(begin)

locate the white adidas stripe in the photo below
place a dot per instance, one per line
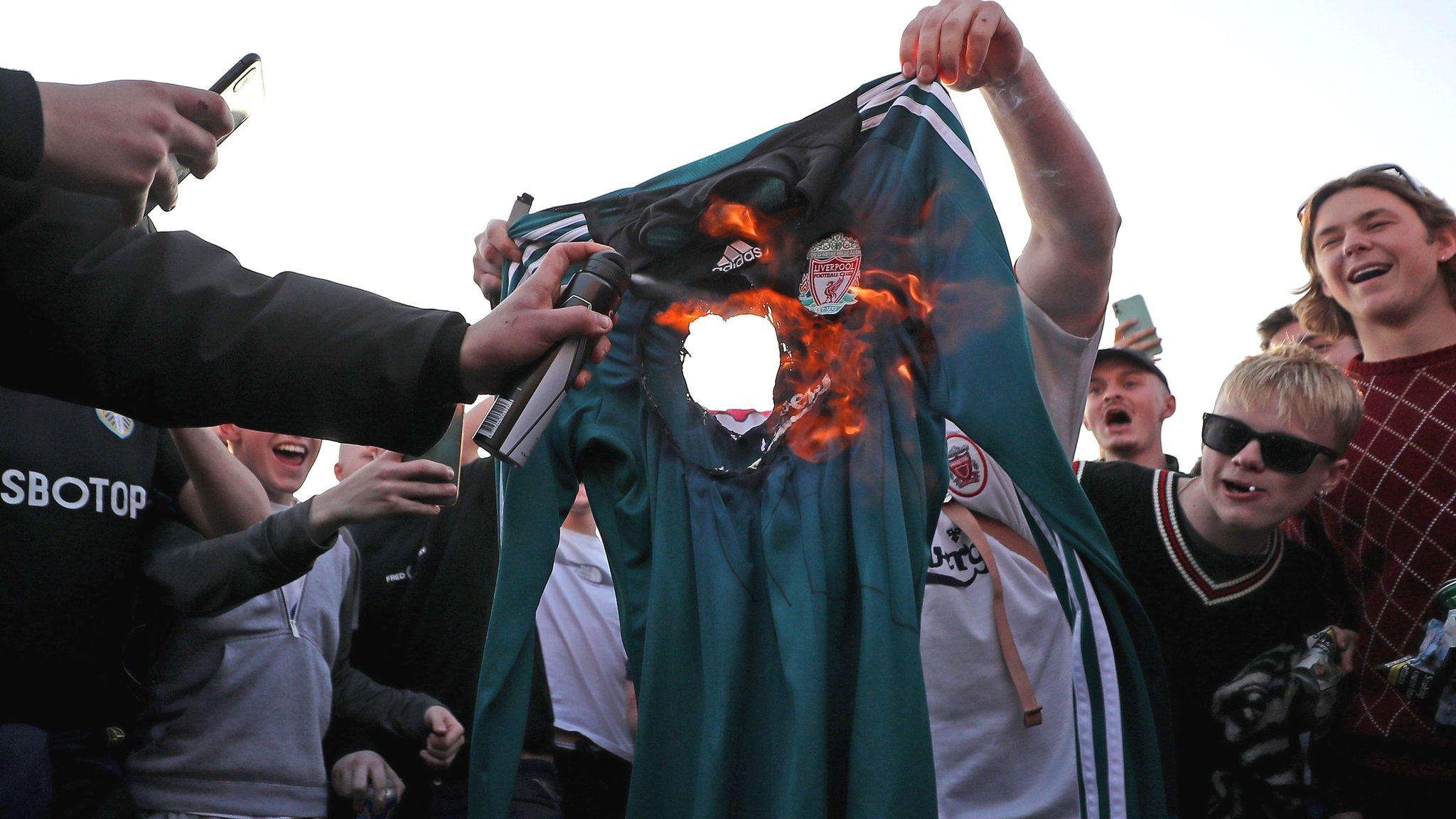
(882, 94)
(1107, 670)
(947, 134)
(547, 229)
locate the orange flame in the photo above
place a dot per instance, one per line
(826, 359)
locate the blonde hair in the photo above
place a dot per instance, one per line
(1318, 311)
(1303, 388)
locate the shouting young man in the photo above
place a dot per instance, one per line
(1219, 582)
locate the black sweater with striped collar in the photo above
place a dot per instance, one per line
(1214, 612)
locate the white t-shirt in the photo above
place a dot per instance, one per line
(987, 764)
(582, 641)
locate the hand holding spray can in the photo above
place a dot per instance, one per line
(529, 400)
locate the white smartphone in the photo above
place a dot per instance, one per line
(1135, 308)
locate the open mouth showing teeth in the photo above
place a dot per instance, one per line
(1368, 273)
(291, 454)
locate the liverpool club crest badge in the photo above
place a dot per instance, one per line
(122, 426)
(967, 465)
(832, 274)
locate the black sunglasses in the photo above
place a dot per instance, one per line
(1386, 168)
(1280, 452)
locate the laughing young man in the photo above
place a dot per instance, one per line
(1379, 250)
(1218, 579)
(239, 701)
(1128, 402)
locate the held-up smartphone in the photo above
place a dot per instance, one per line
(242, 90)
(1135, 308)
(447, 449)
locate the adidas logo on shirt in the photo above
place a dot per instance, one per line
(736, 255)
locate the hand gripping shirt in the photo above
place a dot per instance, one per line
(771, 599)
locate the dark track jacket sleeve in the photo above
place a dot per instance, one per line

(end)

# The exercise
Please rewrite the data from the line containing "locate the shouting" through the line containing "(1280, 452)", keeping every line and raising each coordinate by 3.

# Response
locate the shouting young man in the photo above
place a dot per instance, one per line
(1222, 585)
locate the black sweater with striped collar in the photo above
place a dot per instance, one per line
(1217, 615)
locate the white t-shirt in the photo above
place a dot per instance, one per line
(990, 767)
(585, 644)
locate the hand holding spray can in the photo above
place a dot per instance, one per line
(532, 403)
locate the white smartphone in the photo above
place a dot per instance, one per line
(1138, 311)
locate the open mouth showing teeth in the photo above
place a dot per instance, one per line
(1371, 276)
(294, 457)
locate the liverpool club crest badge in the photo above
place a dot per instance, one per line
(125, 429)
(970, 468)
(835, 277)
locate the black sunglasses in the photo above
place a dot per instance, one per line
(1389, 171)
(1283, 455)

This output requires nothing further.